"""
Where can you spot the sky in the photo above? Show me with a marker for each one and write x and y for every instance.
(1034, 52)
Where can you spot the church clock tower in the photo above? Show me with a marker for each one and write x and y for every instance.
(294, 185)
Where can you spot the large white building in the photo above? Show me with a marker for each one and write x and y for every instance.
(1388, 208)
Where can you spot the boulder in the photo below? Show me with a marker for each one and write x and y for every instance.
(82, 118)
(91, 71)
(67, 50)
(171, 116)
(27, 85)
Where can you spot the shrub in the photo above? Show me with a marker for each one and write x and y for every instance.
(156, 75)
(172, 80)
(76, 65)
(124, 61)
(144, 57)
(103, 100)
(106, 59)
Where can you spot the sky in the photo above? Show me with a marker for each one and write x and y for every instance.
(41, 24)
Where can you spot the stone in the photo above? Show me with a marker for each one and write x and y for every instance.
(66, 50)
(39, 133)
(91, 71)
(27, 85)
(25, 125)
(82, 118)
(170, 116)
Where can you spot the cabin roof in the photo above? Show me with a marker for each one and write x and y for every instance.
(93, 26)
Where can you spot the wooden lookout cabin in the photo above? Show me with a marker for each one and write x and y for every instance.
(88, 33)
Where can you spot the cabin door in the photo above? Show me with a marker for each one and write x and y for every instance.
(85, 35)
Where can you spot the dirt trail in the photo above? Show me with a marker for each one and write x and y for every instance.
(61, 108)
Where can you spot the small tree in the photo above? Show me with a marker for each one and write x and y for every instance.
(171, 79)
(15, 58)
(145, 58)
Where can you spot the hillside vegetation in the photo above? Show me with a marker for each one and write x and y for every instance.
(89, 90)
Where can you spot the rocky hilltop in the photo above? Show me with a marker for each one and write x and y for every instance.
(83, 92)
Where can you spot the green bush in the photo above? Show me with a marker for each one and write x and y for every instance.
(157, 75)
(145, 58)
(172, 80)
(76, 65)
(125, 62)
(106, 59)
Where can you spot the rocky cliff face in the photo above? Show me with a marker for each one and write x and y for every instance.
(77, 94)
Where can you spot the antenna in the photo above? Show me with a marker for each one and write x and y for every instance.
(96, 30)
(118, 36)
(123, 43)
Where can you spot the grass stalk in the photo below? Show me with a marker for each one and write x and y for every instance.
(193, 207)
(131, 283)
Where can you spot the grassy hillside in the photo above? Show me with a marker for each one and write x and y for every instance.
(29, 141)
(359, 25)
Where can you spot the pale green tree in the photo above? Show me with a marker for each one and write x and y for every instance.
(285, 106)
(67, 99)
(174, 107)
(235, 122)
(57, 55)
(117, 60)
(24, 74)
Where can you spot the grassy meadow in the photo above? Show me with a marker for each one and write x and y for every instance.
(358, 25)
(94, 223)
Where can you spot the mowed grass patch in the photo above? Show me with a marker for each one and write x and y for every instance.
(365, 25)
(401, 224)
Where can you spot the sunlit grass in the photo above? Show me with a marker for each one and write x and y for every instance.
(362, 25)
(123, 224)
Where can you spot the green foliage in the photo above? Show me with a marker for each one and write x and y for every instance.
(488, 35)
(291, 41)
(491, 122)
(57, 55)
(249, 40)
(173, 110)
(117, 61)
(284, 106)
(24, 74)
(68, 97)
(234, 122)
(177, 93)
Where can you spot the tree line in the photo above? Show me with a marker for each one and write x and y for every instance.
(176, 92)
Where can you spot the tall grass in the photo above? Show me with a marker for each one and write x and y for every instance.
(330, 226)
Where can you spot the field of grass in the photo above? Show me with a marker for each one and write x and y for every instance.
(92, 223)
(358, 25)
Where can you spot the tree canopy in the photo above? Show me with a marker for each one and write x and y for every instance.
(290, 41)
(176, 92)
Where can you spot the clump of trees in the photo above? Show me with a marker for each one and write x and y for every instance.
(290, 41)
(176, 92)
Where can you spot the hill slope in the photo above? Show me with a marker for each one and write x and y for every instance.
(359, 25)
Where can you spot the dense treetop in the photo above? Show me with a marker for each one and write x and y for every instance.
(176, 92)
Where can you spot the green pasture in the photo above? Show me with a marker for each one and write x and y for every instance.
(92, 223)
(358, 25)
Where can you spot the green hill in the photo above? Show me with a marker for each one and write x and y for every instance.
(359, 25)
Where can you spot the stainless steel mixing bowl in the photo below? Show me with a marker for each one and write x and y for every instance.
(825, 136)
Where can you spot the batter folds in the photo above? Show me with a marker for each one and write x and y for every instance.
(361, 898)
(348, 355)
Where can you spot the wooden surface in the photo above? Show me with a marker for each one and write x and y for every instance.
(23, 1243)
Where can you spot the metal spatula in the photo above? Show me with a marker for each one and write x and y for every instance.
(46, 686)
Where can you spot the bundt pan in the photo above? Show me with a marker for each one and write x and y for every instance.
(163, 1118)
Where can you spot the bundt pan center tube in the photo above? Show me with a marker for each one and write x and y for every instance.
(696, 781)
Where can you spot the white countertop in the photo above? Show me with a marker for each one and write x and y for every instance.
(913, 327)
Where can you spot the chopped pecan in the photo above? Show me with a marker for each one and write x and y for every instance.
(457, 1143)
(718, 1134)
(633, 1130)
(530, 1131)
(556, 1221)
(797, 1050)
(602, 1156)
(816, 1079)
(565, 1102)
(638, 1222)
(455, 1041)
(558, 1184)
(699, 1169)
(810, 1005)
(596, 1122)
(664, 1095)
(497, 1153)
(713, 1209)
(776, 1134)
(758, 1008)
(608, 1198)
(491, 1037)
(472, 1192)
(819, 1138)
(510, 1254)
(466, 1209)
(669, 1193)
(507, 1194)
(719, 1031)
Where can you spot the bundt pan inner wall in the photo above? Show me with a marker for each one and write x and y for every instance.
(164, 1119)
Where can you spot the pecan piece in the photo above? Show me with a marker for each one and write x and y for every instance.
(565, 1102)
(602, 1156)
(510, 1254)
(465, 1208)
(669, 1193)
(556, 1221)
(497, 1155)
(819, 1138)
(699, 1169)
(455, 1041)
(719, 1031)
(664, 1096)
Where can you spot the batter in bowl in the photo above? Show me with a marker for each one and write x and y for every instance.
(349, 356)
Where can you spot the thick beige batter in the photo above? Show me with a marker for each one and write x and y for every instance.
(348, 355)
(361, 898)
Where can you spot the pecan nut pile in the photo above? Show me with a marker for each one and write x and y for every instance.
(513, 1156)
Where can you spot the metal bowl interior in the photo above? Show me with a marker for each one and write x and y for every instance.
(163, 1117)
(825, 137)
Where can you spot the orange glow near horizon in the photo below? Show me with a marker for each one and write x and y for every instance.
"""
*DIRECTIONS FOR THIS TASK*:
Starting at the line that contains "Where can you spot the pecan nut" and continuing through the end of the records, reproduce those lines with "metal" changed to "steel" and everything else left unchanged.

*EXPECTED OUTPUT*:
Where can you spot the pecan nut pile in the photo above? Show me with a marker for each one and write x and y for every instance.
(513, 1156)
Where can you spot the steel bowl interior in the photo above? Show me with a marker for each one and write x and y for every instance.
(163, 1117)
(825, 137)
Where can you spot the orange glow near horizon in the photo below? Show me with a marker for each one and write x and y for every instance.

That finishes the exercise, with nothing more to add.